*** MATERIAL TO PROCESS

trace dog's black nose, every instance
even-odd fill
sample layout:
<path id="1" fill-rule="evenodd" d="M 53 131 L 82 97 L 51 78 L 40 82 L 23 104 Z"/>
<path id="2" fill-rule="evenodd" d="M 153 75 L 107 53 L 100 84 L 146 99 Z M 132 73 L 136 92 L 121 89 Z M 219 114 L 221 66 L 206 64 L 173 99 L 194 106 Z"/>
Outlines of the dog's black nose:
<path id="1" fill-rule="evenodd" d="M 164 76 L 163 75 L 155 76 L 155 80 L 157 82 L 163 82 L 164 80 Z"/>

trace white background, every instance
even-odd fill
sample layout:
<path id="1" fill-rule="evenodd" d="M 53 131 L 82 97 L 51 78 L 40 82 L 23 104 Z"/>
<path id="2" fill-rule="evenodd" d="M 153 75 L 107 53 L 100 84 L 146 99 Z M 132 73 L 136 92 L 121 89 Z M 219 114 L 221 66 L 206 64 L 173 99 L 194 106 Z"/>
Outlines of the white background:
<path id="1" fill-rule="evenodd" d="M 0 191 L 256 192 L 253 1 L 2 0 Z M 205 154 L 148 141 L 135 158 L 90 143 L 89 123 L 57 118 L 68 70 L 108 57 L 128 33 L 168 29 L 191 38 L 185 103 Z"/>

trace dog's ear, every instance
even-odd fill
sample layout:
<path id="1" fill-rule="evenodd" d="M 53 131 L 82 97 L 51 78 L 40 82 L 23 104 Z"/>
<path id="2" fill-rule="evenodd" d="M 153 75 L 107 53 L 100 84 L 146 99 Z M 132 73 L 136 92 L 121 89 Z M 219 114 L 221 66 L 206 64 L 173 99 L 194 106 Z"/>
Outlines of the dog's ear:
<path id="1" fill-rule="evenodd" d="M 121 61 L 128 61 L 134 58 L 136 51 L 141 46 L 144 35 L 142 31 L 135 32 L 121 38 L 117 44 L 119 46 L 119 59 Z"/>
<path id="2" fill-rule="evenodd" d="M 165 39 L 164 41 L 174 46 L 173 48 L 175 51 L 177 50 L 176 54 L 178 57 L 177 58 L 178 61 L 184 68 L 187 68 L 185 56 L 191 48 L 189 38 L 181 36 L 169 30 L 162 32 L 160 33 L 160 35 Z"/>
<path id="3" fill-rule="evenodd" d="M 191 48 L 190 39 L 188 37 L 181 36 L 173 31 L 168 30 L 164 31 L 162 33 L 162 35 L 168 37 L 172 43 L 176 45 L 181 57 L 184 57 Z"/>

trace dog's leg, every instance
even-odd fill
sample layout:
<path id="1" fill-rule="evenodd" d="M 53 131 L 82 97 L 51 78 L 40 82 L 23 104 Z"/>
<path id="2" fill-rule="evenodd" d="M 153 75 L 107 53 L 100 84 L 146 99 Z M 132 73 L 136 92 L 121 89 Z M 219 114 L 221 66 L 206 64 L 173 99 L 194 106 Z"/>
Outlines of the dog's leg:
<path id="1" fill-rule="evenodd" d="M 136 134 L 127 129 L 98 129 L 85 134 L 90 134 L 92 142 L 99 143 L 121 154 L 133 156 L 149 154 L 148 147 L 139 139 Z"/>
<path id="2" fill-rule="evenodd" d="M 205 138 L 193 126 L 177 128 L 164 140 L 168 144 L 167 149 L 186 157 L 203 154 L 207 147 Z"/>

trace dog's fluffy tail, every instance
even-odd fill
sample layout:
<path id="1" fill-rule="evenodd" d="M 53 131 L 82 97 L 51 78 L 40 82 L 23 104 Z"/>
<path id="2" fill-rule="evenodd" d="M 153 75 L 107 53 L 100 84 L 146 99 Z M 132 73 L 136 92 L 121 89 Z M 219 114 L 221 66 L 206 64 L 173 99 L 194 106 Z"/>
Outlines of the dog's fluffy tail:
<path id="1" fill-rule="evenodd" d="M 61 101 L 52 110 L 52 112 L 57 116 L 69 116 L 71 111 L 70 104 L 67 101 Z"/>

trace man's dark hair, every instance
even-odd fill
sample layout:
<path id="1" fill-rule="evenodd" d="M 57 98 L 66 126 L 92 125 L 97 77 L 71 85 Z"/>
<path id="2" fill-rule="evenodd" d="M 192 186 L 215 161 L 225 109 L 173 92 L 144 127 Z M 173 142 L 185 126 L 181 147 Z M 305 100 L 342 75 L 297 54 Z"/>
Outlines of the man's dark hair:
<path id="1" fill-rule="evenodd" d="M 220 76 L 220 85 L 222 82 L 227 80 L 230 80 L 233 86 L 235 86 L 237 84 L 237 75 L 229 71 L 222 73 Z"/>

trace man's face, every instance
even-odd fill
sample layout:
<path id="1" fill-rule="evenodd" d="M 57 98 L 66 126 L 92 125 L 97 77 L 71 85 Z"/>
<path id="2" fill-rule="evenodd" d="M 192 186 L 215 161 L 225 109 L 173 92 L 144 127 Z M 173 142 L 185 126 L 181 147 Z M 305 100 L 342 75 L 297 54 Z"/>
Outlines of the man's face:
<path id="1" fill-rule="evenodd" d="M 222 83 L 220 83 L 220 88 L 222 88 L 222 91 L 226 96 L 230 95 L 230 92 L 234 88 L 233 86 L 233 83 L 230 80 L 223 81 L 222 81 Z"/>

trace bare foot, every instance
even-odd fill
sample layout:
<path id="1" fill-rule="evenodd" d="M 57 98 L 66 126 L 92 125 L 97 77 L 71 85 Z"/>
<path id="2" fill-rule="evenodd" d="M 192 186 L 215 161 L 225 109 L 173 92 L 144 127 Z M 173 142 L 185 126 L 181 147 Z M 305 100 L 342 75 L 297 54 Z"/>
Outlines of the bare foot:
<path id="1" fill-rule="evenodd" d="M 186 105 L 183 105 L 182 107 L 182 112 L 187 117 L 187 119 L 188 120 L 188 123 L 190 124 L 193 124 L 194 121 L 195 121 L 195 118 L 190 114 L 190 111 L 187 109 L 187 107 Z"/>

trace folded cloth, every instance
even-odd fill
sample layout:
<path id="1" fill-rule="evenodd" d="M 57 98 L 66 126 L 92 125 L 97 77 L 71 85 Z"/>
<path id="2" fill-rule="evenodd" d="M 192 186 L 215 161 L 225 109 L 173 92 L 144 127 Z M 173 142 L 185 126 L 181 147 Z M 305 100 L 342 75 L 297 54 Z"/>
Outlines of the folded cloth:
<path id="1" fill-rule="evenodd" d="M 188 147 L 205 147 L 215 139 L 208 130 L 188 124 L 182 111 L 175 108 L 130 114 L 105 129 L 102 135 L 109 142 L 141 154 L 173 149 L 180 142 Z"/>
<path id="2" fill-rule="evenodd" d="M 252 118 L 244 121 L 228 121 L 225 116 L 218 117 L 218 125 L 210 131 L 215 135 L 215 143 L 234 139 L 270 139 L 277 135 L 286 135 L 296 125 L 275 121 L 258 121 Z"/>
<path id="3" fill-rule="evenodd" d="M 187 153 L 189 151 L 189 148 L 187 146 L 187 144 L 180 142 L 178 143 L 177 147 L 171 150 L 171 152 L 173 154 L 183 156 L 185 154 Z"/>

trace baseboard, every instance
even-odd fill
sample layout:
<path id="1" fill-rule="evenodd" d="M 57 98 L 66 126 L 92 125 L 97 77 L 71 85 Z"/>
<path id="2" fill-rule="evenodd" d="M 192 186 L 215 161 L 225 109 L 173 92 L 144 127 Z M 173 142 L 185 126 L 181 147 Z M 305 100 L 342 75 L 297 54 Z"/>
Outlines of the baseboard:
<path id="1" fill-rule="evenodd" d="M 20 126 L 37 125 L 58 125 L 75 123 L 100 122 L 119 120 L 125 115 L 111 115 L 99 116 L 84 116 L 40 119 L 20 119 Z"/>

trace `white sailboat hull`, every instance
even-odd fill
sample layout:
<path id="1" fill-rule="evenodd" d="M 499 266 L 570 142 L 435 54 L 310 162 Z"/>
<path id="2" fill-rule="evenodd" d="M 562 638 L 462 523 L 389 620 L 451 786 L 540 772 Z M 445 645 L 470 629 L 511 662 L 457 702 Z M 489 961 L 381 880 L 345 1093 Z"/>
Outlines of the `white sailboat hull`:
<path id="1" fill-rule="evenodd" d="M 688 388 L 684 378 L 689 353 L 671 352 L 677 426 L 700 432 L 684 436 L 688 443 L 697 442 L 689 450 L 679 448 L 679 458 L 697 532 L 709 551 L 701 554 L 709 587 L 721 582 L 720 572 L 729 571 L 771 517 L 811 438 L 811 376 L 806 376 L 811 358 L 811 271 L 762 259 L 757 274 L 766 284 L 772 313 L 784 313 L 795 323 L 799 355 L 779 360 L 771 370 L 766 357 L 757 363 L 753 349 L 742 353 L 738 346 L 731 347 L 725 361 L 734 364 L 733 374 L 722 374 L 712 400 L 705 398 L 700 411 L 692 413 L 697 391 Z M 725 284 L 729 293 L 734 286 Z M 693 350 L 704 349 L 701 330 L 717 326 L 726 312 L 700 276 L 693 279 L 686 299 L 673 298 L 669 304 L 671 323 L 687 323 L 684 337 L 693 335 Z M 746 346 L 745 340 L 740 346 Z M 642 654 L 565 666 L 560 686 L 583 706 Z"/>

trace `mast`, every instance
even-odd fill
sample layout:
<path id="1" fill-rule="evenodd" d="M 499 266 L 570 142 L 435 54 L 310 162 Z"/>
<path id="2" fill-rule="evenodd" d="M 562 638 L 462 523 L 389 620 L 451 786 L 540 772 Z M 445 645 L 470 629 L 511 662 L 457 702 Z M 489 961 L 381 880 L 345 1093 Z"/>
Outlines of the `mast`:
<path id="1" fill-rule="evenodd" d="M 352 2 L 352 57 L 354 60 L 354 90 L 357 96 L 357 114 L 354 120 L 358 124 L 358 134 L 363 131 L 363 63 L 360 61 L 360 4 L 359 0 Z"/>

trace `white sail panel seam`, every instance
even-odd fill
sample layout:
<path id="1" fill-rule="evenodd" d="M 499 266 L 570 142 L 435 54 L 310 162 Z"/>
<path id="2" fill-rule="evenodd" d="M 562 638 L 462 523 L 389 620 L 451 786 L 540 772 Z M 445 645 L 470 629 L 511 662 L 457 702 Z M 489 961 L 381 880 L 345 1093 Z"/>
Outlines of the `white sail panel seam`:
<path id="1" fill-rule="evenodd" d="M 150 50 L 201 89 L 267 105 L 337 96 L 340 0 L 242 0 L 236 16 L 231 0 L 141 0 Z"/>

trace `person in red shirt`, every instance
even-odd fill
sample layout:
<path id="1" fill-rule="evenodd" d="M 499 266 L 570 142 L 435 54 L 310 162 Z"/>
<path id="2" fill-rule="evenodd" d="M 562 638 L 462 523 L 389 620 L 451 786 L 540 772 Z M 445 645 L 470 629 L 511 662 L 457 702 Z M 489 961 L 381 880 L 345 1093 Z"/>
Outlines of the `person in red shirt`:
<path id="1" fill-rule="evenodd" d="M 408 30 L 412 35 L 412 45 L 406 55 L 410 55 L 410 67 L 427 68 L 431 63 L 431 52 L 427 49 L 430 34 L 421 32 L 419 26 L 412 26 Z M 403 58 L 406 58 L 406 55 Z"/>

******

▶ [GIVEN PROBLEM]
Please reproduce the lines from the one with "trace dog's leg, every instance" up to and including the one with "136 134 L 127", swapping "leg" for "paw" and leaving everything else unchanged.

▶ [TASK RESULT]
trace dog's paw, every instance
even-odd fill
sample layout:
<path id="1" fill-rule="evenodd" d="M 53 131 L 82 97 L 51 78 L 40 82 L 23 104 Z"/>
<path id="2" fill-rule="evenodd" d="M 153 75 L 107 53 L 100 84 L 146 99 Z M 132 73 L 136 92 L 121 89 Z M 219 114 L 221 66 L 206 64 L 173 99 L 194 106 Z"/>
Outlines of the dog's paw:
<path id="1" fill-rule="evenodd" d="M 136 134 L 127 129 L 98 129 L 85 134 L 90 134 L 92 142 L 99 143 L 121 154 L 133 156 L 149 154 L 148 147 L 139 139 Z"/>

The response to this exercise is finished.